**GIVEN INFORMATION:**
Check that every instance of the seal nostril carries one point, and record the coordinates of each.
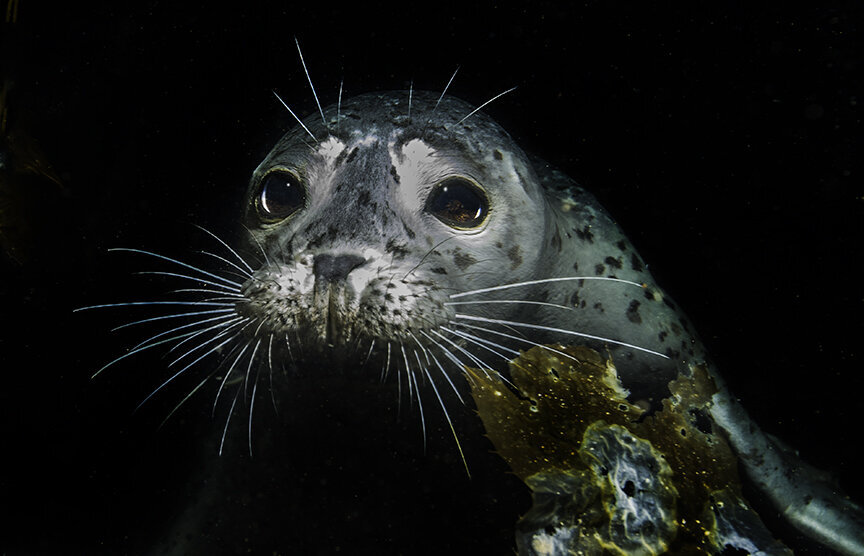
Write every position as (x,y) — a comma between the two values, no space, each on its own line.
(333,268)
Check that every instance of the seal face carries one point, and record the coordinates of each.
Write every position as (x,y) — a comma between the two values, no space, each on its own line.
(407,232)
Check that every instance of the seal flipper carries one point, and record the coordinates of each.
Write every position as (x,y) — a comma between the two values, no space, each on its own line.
(805,497)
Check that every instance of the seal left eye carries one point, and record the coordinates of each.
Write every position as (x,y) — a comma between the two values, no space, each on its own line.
(279,196)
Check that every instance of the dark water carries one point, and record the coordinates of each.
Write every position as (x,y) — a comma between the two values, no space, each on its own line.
(726,143)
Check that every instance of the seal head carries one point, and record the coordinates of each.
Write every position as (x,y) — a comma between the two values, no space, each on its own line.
(381,224)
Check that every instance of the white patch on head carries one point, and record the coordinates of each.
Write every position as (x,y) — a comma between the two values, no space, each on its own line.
(411,161)
(330,149)
(360,277)
(368,140)
(505,167)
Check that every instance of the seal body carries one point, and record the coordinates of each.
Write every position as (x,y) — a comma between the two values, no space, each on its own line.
(411,231)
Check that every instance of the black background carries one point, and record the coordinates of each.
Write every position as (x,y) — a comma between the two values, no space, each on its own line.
(724,140)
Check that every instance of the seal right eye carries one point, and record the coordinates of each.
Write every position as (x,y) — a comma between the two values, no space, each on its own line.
(458,203)
(280,195)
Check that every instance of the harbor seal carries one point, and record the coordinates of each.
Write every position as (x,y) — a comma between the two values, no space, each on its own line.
(433,236)
(408,232)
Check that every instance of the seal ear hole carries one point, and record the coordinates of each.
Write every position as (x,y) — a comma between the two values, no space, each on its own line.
(280,194)
(458,203)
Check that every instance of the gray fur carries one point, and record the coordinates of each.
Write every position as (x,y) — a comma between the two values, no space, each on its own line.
(367,178)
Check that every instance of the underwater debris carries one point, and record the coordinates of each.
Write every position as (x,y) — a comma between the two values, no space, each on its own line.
(606,479)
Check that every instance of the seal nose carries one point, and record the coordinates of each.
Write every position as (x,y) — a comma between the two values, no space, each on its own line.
(333,268)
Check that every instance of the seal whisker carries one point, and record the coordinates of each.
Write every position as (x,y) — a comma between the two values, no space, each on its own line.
(138,350)
(220,312)
(243,272)
(481,342)
(409,373)
(546,281)
(251,410)
(339,106)
(480,364)
(228,247)
(458,362)
(213,339)
(175,261)
(142,303)
(385,369)
(429,252)
(185,398)
(227,295)
(419,404)
(189,325)
(228,374)
(228,289)
(181,371)
(444,92)
(496,97)
(517,338)
(410,97)
(308,78)
(447,415)
(368,353)
(228,420)
(299,121)
(445,374)
(249,368)
(562,331)
(260,247)
(270,366)
(290,353)
(509,301)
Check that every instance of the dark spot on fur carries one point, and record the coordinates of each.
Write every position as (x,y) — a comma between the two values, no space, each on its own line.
(515,257)
(585,234)
(701,421)
(397,249)
(408,230)
(633,312)
(555,242)
(463,260)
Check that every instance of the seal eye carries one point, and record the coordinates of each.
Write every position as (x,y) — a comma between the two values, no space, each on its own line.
(280,195)
(458,203)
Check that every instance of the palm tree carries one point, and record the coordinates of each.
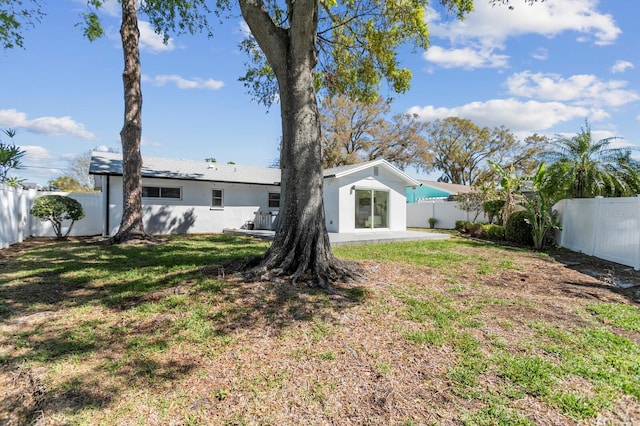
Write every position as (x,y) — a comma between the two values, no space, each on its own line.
(583,168)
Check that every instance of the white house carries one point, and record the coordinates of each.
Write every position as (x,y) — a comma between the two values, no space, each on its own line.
(181,196)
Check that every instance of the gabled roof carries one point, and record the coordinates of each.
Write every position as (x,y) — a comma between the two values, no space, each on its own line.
(353,168)
(451,188)
(104,163)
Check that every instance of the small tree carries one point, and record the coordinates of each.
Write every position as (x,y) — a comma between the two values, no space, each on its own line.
(538,207)
(10,157)
(56,209)
(493,209)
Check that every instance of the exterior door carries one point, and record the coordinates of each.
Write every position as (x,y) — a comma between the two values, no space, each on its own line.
(372,209)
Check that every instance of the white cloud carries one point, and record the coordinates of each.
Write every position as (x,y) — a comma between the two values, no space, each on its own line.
(37,154)
(151,41)
(621,66)
(582,89)
(548,18)
(516,115)
(467,57)
(147,142)
(54,126)
(540,54)
(183,83)
(477,40)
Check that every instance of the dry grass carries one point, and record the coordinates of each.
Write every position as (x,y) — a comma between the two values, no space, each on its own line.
(471,334)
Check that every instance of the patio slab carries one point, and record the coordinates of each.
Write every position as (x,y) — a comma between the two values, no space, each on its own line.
(360,237)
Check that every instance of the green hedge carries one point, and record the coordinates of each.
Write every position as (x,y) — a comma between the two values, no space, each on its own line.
(517,230)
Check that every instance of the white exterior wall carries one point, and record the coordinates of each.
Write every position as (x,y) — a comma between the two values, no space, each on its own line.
(339,199)
(193,214)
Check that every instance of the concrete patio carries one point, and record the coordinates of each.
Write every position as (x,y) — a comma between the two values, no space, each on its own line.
(360,237)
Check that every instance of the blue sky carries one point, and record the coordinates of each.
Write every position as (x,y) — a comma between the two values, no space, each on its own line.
(534,69)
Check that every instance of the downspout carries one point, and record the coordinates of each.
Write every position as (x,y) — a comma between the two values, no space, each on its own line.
(107,203)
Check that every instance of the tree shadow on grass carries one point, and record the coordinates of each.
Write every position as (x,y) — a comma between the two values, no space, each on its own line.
(142,319)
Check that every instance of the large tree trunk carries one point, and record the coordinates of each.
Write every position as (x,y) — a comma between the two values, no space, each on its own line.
(301,249)
(131,226)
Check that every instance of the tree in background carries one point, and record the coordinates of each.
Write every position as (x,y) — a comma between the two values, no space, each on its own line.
(461,150)
(583,168)
(539,207)
(131,225)
(56,209)
(296,47)
(509,188)
(66,183)
(15,16)
(348,48)
(353,132)
(10,158)
(79,170)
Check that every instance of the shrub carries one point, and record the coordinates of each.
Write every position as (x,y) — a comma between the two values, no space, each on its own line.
(493,209)
(56,209)
(517,230)
(474,229)
(463,226)
(493,232)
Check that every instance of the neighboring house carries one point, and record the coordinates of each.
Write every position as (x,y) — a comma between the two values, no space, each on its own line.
(430,190)
(181,197)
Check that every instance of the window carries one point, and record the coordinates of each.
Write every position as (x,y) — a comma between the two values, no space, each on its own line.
(274,200)
(162,192)
(217,198)
(372,209)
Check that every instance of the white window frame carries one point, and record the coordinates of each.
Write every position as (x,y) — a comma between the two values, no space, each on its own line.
(221,206)
(269,200)
(160,197)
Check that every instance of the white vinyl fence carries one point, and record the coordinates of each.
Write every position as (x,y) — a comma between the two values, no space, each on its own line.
(16,223)
(608,228)
(446,214)
(15,204)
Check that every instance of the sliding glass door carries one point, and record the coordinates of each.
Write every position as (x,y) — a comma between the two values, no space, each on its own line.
(372,209)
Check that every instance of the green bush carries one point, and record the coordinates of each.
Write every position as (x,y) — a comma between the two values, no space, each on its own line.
(464,226)
(493,209)
(517,230)
(474,229)
(56,209)
(493,232)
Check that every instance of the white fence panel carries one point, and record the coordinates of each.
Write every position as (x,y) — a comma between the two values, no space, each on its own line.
(608,228)
(446,214)
(14,218)
(91,224)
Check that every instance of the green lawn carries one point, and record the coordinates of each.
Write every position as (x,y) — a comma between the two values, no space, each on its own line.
(438,332)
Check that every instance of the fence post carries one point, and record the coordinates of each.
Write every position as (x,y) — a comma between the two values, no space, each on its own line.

**THE PROBLEM:** Word for word, quote the lines from the line containing "Check that every instance of the white fence" through the end of the material, both included, and nothing else.

**REPLY TO THE TASK:**
Check that every instance of the white fence panel carries one point, and record the coordinates of each.
Write every position as (x,y) — a comma between the two values, no space, each on its own line.
(608,228)
(446,214)
(14,218)
(91,224)
Check that every instance of the green lawn carries one point, and record the coordinates of each.
Write every position as (x,y) — a comma between the two values, no space, each on its own line.
(438,332)
Check that every instance of the fence post carries one point, and record the coordinates of each.
Write every position as (x,y) — a comma between the two values, no space, each on its own line.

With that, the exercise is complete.